The data must be returned in full and exactly as given.
((
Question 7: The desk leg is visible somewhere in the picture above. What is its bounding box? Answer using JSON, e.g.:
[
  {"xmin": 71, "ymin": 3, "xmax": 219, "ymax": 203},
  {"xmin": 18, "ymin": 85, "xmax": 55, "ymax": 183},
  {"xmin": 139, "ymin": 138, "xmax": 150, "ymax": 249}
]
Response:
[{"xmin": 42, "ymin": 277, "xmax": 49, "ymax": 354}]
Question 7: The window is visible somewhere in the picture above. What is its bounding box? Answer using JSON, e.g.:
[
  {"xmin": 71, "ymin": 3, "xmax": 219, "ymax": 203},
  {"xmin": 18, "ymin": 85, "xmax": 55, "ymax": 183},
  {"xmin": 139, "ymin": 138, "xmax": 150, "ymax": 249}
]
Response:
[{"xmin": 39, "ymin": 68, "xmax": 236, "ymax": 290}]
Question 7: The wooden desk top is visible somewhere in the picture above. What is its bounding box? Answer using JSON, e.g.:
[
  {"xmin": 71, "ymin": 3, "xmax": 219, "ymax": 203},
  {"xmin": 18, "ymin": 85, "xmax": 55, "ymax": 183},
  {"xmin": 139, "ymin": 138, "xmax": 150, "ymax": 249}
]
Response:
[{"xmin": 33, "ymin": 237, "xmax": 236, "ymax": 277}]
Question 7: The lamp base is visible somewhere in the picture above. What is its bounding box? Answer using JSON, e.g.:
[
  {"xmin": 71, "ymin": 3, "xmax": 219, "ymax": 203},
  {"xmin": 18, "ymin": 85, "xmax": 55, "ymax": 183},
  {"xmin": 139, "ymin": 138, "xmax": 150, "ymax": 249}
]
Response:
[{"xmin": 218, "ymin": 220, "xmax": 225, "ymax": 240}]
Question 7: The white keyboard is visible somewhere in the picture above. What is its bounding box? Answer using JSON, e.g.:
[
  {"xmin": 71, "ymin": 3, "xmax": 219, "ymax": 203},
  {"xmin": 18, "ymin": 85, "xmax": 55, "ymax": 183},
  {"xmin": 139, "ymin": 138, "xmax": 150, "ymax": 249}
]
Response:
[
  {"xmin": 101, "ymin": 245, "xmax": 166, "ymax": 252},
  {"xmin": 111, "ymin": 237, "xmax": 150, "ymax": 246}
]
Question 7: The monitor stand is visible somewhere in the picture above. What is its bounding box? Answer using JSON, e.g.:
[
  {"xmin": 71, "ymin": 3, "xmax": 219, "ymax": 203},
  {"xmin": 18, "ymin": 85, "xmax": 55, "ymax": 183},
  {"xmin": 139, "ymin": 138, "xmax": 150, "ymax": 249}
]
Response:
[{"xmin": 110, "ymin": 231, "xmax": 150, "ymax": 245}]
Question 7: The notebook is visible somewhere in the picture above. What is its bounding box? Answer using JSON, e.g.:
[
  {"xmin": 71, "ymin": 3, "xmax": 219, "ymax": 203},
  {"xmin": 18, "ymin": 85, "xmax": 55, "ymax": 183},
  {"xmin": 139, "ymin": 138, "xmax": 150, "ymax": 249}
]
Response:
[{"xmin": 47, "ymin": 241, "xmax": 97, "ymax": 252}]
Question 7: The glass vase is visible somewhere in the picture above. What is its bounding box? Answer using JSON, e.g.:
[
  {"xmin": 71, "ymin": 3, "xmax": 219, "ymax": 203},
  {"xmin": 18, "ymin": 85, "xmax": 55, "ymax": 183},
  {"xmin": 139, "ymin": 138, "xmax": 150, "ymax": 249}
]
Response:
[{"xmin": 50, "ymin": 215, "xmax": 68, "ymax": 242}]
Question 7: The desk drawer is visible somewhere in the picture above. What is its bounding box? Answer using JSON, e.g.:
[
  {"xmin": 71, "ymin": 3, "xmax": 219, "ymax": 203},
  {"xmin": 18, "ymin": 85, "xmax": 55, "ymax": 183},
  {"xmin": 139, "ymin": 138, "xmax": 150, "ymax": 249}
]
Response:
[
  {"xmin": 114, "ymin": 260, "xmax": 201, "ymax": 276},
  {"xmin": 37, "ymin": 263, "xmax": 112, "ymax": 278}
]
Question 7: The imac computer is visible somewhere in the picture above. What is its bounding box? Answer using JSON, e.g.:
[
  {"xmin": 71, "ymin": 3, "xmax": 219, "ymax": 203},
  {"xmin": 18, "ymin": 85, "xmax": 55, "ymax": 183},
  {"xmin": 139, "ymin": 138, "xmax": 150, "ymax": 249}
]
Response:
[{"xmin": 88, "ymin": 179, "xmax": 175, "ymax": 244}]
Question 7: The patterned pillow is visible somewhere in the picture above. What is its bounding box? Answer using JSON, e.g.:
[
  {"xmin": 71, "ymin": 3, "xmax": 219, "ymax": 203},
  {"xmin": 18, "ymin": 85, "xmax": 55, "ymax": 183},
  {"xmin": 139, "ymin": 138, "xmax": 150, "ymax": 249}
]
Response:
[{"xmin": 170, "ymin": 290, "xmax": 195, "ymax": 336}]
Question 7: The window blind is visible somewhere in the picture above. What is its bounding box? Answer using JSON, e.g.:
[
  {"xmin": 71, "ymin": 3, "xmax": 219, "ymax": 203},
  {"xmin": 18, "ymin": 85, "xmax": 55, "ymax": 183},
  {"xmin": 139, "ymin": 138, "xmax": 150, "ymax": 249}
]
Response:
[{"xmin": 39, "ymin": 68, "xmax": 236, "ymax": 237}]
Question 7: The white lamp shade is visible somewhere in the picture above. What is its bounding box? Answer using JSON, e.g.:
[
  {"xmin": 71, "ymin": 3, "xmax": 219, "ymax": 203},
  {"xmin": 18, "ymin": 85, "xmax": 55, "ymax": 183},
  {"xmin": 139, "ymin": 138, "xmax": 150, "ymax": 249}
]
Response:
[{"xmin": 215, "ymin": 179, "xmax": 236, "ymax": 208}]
))
■ Answer below:
Question 7: The desk leg is visible somewhere in the picture above. What is its bounding box? Answer using JSON, e.g.:
[
  {"xmin": 71, "ymin": 3, "xmax": 219, "ymax": 203},
  {"xmin": 18, "ymin": 85, "xmax": 55, "ymax": 183},
  {"xmin": 139, "ymin": 138, "xmax": 150, "ymax": 249}
]
Response:
[{"xmin": 42, "ymin": 277, "xmax": 49, "ymax": 354}]
Question 7: The window is visible somewhere in the picture above. What is its bounding box? Answer using JSON, e.g.:
[
  {"xmin": 71, "ymin": 3, "xmax": 219, "ymax": 203},
  {"xmin": 18, "ymin": 85, "xmax": 55, "ymax": 183},
  {"xmin": 139, "ymin": 138, "xmax": 150, "ymax": 249}
]
Response:
[{"xmin": 39, "ymin": 68, "xmax": 236, "ymax": 290}]
Question 7: The wooden desk top is visible somewhere in the picture above. What is its bounding box? Answer using JSON, e.g.:
[
  {"xmin": 71, "ymin": 3, "xmax": 219, "ymax": 203},
  {"xmin": 18, "ymin": 85, "xmax": 55, "ymax": 183},
  {"xmin": 139, "ymin": 138, "xmax": 150, "ymax": 249}
]
Response:
[{"xmin": 33, "ymin": 237, "xmax": 236, "ymax": 277}]
Question 7: The lamp base is visible somewhere in the picture above. What is its bounding box? Answer using JSON, e.g.:
[
  {"xmin": 71, "ymin": 3, "xmax": 219, "ymax": 203},
  {"xmin": 18, "ymin": 85, "xmax": 55, "ymax": 183},
  {"xmin": 139, "ymin": 138, "xmax": 150, "ymax": 249}
]
Response:
[{"xmin": 218, "ymin": 220, "xmax": 225, "ymax": 240}]
Question 7: The white keyboard is visible somewhere in the picture above. What is its bounding box? Answer using JSON, e.g.:
[
  {"xmin": 71, "ymin": 3, "xmax": 219, "ymax": 203},
  {"xmin": 18, "ymin": 85, "xmax": 55, "ymax": 183},
  {"xmin": 139, "ymin": 138, "xmax": 150, "ymax": 249}
]
Response:
[
  {"xmin": 101, "ymin": 245, "xmax": 166, "ymax": 252},
  {"xmin": 111, "ymin": 237, "xmax": 150, "ymax": 246}
]
Question 7: The monitor stand is visible somewhere in the picture above. What is its bounding box? Answer using JSON, e.g.:
[
  {"xmin": 71, "ymin": 3, "xmax": 219, "ymax": 203},
  {"xmin": 18, "ymin": 85, "xmax": 55, "ymax": 183},
  {"xmin": 139, "ymin": 138, "xmax": 150, "ymax": 249}
]
Response:
[{"xmin": 110, "ymin": 231, "xmax": 150, "ymax": 245}]
Question 7: The notebook is visible somewhere in the picture above. What is its bounding box? Answer using JSON, e.g.:
[
  {"xmin": 71, "ymin": 3, "xmax": 219, "ymax": 203},
  {"xmin": 18, "ymin": 85, "xmax": 55, "ymax": 183},
  {"xmin": 139, "ymin": 138, "xmax": 150, "ymax": 249}
]
Response:
[{"xmin": 47, "ymin": 241, "xmax": 97, "ymax": 252}]
Question 7: The glass vase is visible somewhere in the picture above. What is its bounding box? Answer using JSON, e.g.:
[
  {"xmin": 71, "ymin": 3, "xmax": 219, "ymax": 203},
  {"xmin": 18, "ymin": 85, "xmax": 55, "ymax": 183},
  {"xmin": 139, "ymin": 138, "xmax": 150, "ymax": 249}
]
Response:
[{"xmin": 50, "ymin": 215, "xmax": 68, "ymax": 242}]
Question 7: The desk drawer is visible somewhere in the picture above. What is its bounding box? Answer using JSON, e.g.:
[
  {"xmin": 71, "ymin": 3, "xmax": 219, "ymax": 203},
  {"xmin": 18, "ymin": 85, "xmax": 55, "ymax": 183},
  {"xmin": 139, "ymin": 138, "xmax": 150, "ymax": 249}
]
Response:
[
  {"xmin": 114, "ymin": 260, "xmax": 201, "ymax": 276},
  {"xmin": 37, "ymin": 263, "xmax": 112, "ymax": 278}
]
Question 7: The imac computer is visible somewhere in the picture above. What is its bounding box? Answer using JSON, e.g.:
[
  {"xmin": 71, "ymin": 3, "xmax": 219, "ymax": 203},
  {"xmin": 18, "ymin": 85, "xmax": 55, "ymax": 183},
  {"xmin": 139, "ymin": 138, "xmax": 150, "ymax": 249}
]
Response:
[{"xmin": 88, "ymin": 179, "xmax": 175, "ymax": 244}]
Question 7: The patterned pillow is visible somewhere in the picture above. What is its bounding box? Answer using JSON, e.g.:
[
  {"xmin": 71, "ymin": 3, "xmax": 219, "ymax": 203},
  {"xmin": 18, "ymin": 85, "xmax": 55, "ymax": 183},
  {"xmin": 139, "ymin": 138, "xmax": 150, "ymax": 249}
]
Response:
[{"xmin": 170, "ymin": 290, "xmax": 195, "ymax": 336}]
Question 7: The window blind is visible somewhere in the picture above. What is its bounding box? Answer using JSON, e.g.:
[
  {"xmin": 71, "ymin": 3, "xmax": 219, "ymax": 203},
  {"xmin": 18, "ymin": 85, "xmax": 55, "ymax": 183},
  {"xmin": 139, "ymin": 138, "xmax": 150, "ymax": 249}
]
Response:
[{"xmin": 39, "ymin": 68, "xmax": 236, "ymax": 237}]
Question 7: The white lamp shade is visible somewhere in the picture above. What is its bounding box? Answer using JSON, e.g.:
[
  {"xmin": 71, "ymin": 3, "xmax": 219, "ymax": 203},
  {"xmin": 18, "ymin": 85, "xmax": 55, "ymax": 183},
  {"xmin": 139, "ymin": 138, "xmax": 150, "ymax": 249}
]
Response:
[{"xmin": 215, "ymin": 179, "xmax": 236, "ymax": 208}]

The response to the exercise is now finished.